#### PROMPT
Exactly as it appears, restate the whole listing.

PROVIDED ENTRIES section start

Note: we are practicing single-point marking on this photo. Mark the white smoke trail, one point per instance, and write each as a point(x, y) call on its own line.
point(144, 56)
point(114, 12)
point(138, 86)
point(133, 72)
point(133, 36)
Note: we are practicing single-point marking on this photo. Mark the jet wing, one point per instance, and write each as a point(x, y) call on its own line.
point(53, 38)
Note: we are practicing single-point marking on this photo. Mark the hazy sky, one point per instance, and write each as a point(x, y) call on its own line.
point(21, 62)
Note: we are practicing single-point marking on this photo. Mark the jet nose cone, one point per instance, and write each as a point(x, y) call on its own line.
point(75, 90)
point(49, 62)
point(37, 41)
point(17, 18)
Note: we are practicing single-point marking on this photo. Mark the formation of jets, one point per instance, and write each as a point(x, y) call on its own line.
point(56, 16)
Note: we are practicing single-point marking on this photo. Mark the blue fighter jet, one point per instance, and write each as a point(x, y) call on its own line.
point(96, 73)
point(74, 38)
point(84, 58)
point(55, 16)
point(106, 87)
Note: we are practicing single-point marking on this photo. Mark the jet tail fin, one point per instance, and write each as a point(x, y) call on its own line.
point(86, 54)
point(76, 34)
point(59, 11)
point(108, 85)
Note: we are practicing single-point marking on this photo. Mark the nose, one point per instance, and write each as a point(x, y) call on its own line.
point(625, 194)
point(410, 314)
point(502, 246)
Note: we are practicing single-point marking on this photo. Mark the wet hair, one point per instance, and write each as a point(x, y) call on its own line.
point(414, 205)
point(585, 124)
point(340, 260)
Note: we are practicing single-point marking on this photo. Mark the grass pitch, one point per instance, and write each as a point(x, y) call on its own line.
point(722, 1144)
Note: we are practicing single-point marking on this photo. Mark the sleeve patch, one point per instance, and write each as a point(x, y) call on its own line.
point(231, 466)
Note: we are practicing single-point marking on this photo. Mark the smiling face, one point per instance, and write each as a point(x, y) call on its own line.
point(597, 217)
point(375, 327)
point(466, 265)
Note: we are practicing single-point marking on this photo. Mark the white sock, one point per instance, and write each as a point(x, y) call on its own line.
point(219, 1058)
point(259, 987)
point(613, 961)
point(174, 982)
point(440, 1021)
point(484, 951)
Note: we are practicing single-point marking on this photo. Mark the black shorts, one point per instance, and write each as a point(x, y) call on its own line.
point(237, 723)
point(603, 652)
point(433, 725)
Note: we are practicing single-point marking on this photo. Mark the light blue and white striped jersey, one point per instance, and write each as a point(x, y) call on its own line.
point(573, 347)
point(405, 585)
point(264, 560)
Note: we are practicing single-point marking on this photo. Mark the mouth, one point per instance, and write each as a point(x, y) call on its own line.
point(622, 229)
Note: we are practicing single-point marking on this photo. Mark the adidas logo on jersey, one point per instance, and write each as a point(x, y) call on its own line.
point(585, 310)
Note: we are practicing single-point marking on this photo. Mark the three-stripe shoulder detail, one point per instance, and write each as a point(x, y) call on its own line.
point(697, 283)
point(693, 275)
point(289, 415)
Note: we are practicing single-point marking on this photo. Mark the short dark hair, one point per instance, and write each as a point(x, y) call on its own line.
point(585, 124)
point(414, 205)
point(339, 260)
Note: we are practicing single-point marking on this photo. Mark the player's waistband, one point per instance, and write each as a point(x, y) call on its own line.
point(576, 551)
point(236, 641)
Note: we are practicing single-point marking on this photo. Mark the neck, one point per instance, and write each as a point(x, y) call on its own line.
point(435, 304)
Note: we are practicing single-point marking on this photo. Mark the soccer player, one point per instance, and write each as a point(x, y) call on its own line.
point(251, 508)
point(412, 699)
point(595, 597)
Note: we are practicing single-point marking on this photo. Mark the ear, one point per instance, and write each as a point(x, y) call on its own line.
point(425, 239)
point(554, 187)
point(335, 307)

PROVIDED ENTRIES section end

#### EXERCISE SOLUTION
Note: we are practicing single-point marking on this photo. Mark the white smoke trail, one point per instance, and write each as a point(x, y) call on its own line.
point(144, 56)
point(114, 12)
point(138, 86)
point(133, 72)
point(133, 36)
Note: we are practicing single-point marking on this photo. Mark the jet wing, one point per instance, and write each as a point(x, y) call on its own line.
point(53, 38)
Note: we are practicing single-point marking on this photo. Mark the hazy sky, one point per instance, and write each as a point(x, y) call on its own line.
point(21, 62)
Note: we are practicing single-point marking on this photo. Mark the jet nose cone, one point per instance, and write each as a point(x, y) call on its own line.
point(75, 90)
point(49, 62)
point(37, 41)
point(17, 18)
Note: we are practicing single-point marking on this photo. Mark the formation of jets, one point per instance, and write each as a point(x, y) call on its own line.
point(56, 16)
Note: we are practicing single-point marking on this photo. Mark the blue fighter jet, one point per instance, and write each as a point(x, y) call on its own line.
point(96, 73)
point(74, 38)
point(84, 58)
point(55, 16)
point(106, 87)
Note: we are practicing single-point marking on this photo. Mark the jet tail fin, one point per instance, and write each as a point(x, y) call on its own line.
point(86, 54)
point(76, 34)
point(59, 11)
point(108, 85)
Note: we are practicing single-point marking on this photo. Mark the nose, one point per instance, and write each as a point(x, y) call on its own line.
point(625, 194)
point(410, 314)
point(502, 246)
Note: we are practicing single-point marking on this photo. Mark the wet hair, one point per instance, and write each as a point(x, y) call on its own line.
point(414, 205)
point(585, 124)
point(340, 260)
Note: we are practicing single-point marking on this photo. Mark the grass pitch, one point per instance, and write each as a point(x, y) call on its own line.
point(722, 1144)
Note: we are practicing single-point marking on this photo. Mark the sleeve patch, one point per instance, and write each as a point(x, y) call on its own line.
point(231, 466)
Note: we are practicing single-point marking on this photo. Mark the smiling face, one point per instance, and write each as a point(x, y) call on its own line.
point(597, 217)
point(375, 327)
point(466, 265)
Note: we are practicing single-point marking on this photo. Mark the white sock, one point per instance, and write each as a point(x, y) call on its own line.
point(219, 1058)
point(259, 987)
point(613, 961)
point(174, 982)
point(440, 1021)
point(484, 951)
Note: we are practicing single-point marking on this photo. Mark the black shorts, one point per instance, and write each as a point(x, y) call on its own line.
point(237, 723)
point(603, 652)
point(433, 725)
Note: we are practicing single-point marking on this photo. Mark the light blue and white striped jersey, one point per instance, and write each as a point(x, y) call on its own line.
point(573, 347)
point(405, 585)
point(264, 560)
Note: we are practicing single-point marking on this photo. Mark the mouth, one point per instance, and write each as a point(x, y) call on its own line.
point(622, 229)
Note: we are practicing single-point marking on this photo. Mark the adidas logo on jersey, one point per instance, and write each as a point(x, y) call on its own line.
point(585, 310)
Note: we are practicing single-point marking on this photo. Mark the three-stripe shoulder detail, one point per instance, and write each as a point(x, y) call on its own line.
point(697, 283)
point(693, 275)
point(289, 415)
Note: we are practicing single-point marking on this photo. Mark the short dark hair, one point per instance, and write each as a point(x, y) call on its own line.
point(585, 124)
point(414, 205)
point(339, 260)
Note: we are practicing single-point marking on this photo. Mark the player's waistband, one point per instance, and write each as a point(x, y) call on its own line.
point(576, 551)
point(236, 641)
Note: we are practicing single-point marking on this photo. Mark the neck, one point per instance, and write each as a point(x, y) call on its own line.
point(435, 304)
Note: we are practicing single-point marking on this photo. Mark the soccer player, one point per instance, and write each as a point(x, y) call on its own line.
point(251, 508)
point(412, 699)
point(595, 597)
Note: we are practicing single-point marking on this photo. Mark the ear, one point per instance, and write each as a point(x, y) call on its own line.
point(425, 239)
point(554, 187)
point(335, 307)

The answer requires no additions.